Work instruction
Exact copy, no pictures: output all the records that follow.

Input data
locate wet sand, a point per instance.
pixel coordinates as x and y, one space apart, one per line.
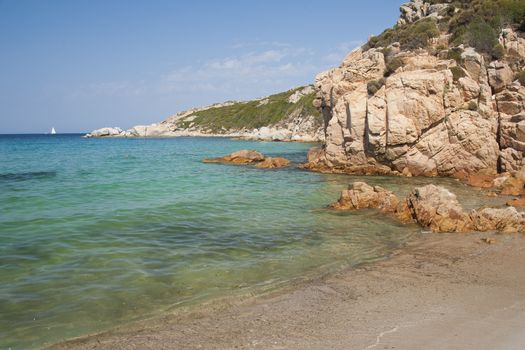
444 291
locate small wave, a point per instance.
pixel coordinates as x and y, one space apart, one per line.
32 175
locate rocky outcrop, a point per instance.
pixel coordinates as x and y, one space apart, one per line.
360 195
107 132
239 157
425 112
438 209
419 9
506 220
298 121
245 157
273 162
433 207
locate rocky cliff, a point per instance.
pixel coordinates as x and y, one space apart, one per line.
288 116
440 93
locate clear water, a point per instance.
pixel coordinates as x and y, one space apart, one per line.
98 232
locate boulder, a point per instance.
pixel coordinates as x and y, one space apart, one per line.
434 207
500 75
360 195
106 132
518 202
273 162
437 208
500 219
512 186
239 157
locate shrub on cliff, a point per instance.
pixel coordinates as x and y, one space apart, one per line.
392 64
477 23
373 86
410 36
457 73
520 76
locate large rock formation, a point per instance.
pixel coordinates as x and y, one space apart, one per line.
431 206
430 111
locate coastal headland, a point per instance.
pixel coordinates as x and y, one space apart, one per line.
441 93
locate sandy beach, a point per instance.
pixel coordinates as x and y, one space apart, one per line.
443 291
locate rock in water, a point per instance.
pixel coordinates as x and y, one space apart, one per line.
438 208
431 206
251 157
239 157
273 162
360 195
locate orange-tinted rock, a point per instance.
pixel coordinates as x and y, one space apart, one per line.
512 186
501 219
360 195
239 157
437 208
273 162
519 202
431 206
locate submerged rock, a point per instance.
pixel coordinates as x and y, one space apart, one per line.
431 206
250 157
273 162
239 157
437 208
360 195
500 219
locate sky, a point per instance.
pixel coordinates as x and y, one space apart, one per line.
85 64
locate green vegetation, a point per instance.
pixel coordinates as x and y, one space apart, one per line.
392 64
410 36
373 86
455 54
478 23
457 72
521 77
253 114
475 23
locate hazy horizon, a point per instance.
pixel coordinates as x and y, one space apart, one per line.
77 66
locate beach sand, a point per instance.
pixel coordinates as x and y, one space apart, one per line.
443 291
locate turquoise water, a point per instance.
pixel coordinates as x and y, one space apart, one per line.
98 232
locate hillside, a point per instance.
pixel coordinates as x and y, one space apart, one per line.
439 93
286 116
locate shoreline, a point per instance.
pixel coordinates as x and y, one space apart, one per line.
439 291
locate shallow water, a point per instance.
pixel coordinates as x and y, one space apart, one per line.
98 232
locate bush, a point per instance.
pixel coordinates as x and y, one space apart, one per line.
520 76
392 65
498 51
472 106
457 73
478 22
455 54
373 86
410 36
481 36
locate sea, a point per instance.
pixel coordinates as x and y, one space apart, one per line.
98 233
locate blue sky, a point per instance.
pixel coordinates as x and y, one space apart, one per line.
80 65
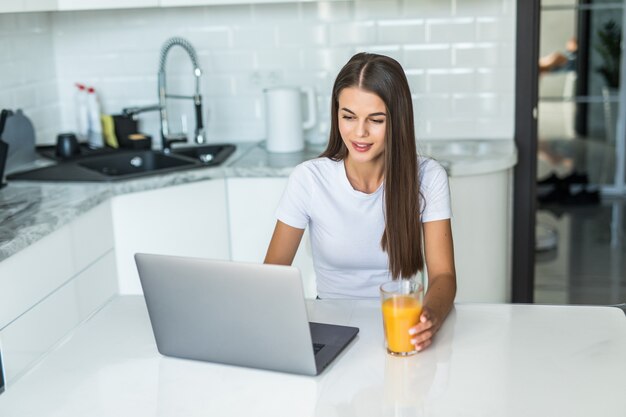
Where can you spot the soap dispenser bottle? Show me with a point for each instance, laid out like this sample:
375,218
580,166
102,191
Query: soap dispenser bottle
94,130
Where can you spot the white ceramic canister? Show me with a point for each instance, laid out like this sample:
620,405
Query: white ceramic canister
283,110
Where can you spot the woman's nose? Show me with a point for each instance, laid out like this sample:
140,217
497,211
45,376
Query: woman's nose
361,130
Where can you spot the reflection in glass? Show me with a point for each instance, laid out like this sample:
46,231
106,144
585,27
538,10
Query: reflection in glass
580,46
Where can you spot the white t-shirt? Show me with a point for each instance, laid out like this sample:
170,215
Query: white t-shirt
346,225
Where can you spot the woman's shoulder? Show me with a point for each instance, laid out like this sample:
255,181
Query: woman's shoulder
429,166
431,171
316,167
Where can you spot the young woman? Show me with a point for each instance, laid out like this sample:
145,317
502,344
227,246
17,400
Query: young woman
375,210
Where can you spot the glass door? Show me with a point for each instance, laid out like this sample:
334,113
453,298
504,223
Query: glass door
580,136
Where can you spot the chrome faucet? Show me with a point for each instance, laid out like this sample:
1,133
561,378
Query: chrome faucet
168,138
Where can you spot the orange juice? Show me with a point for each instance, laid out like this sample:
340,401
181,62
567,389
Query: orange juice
400,313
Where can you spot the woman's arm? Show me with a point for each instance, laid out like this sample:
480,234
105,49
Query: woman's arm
439,256
284,244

Output
locate wet sand, a point per instance.
pixel coordinates as x and y, one space apart, one per line.
444 291
locate small wave, a point per instance.
pixel coordinates as x and y, one space apart, one per line.
32 175
locate rocky outcrop, a point per instance.
pixel coordinates as x and y, one space apart, one per line.
360 195
107 132
239 157
425 112
438 209
419 9
506 220
298 121
245 157
273 162
433 207
locate rocky cliff, a point per instance.
pixel coordinates as x and y, one space apart, one per line.
288 116
440 93
locate clear water, a point per instance.
pixel coordinates as x and y, one space apart, one per line.
98 232
locate boulder, a point per instance.
pixel coordinates as x and y, one space apart, one per line.
434 207
500 75
360 195
106 132
518 202
273 162
437 208
500 219
512 186
239 157
locate shrub on cliff, a point per instance.
pixel coordinates as x and y, one space apart, one per line.
392 64
477 23
373 86
410 36
457 73
520 76
locate large rock formation, a point per instance.
pixel coordinates as x and y, one space apart, one per line.
431 206
430 111
locate coastal headland, a point per instance.
pixel coordinates as x and y, one space apart, one per line.
441 93
locate sandy beach, a point per instance.
pixel coordinates as x and y, one space apart, one per line.
443 291
locate rock in water, a point per instance.
pixel coordinates as x and y, one space apart, one per line.
438 208
431 206
251 157
239 157
273 162
360 195
locate orange-tinted rock, a point per instance.
pixel coordinates as x and y, one space apart, one per line.
512 186
501 219
360 195
239 157
437 208
273 162
519 202
431 206
locate submerged rock, a point per instance.
pixel coordinates as x and y, one space apart, one per line.
431 206
250 157
273 162
239 157
437 208
360 195
500 219
locate sky, a point per instance.
pixel coordinates as x and y, one space apart, one per line.
85 64
locate green vegetation, a point per instance.
pixel coordinates as x and y, one space apart, one per line.
392 64
410 36
373 86
455 54
478 23
457 72
521 77
253 114
475 23
locate hazy horizon, a point per instance.
pixel coordinates as x and y, one space apart, one per line.
77 66
locate beach sand, a point per instance.
pixel coordinates as x and y, one space apart, one per line.
443 291
locate turquoise water, a point per instance.
pixel coordinates as x and y, one space apart, one per line.
98 232
locate hillside, a point per instance.
pixel coordinates as x and y, one space apart, one per line.
439 93
286 116
locate shoreline, a point per instance.
pixel coordinates as x and y, one space apart, one per line.
439 291
locate shallow water, a point per instance.
pixel coordinates as x and y, one space apart, one per line.
98 232
locate bush, a point per instance.
pixel coordinates as x and y, one space apart, one per line.
520 76
392 65
498 51
472 106
457 73
478 22
455 54
373 86
410 36
481 36
locate sea, a point per instance.
pixel coordinates as x and y, one space apart, one per line.
98 233
locate blue sky, a point per instance.
pixel coordinates as x and y, one space apart, one per line.
80 65
Where can you spot the soap dispenser bottle? Show me with a point for each instance, laid out like this sample:
375,218
580,166
102,191
Query: soap dispenser bottle
94,130
Where can you spot the white ceramic canister? Show me with a point for each instance, laid out like this sample:
620,405
Query: white ceramic canister
283,110
Where can you spot the woman's nose? Show me with a point for each instance, laid out like this sample:
140,217
497,211
45,376
Query: woman's nose
361,130
Where can you spot the reflection in glass? Show me with a point for each instance, laid out like this sample:
46,231
106,144
585,27
538,10
Query: reflection in glass
580,46
Where can you spot the white t-shirt? Show me with a point for each instance, laid out like this sample:
170,215
Query: white t-shirt
346,225
Where can you spot the woman's shoulder? Show me with a point for each instance, laid out like this sample:
255,181
Query: woman's shoulder
429,166
431,171
316,167
Where can you spot the young woman? Show me with a point for each instance, laid out like this sample:
145,317
502,344
227,246
17,400
Query: young woman
375,210
Where can you spot the glass door? Show me with a point for each instance, laid out like this sample:
334,113
453,298
504,223
Query: glass door
580,136
Where can you spot the chrome faucet? Show me with a point for each instance, laid out like this sample:
1,133
561,378
Query: chrome faucet
168,138
Where can you spot the orange juice? Show me with a point for each instance, laid out like this sample:
340,401
181,62
567,389
Query: orange juice
400,313
Where can you spot the woman's arm? Show me with a point for each instance, laid out like this sample:
480,234
105,49
Query: woman's arm
439,256
284,244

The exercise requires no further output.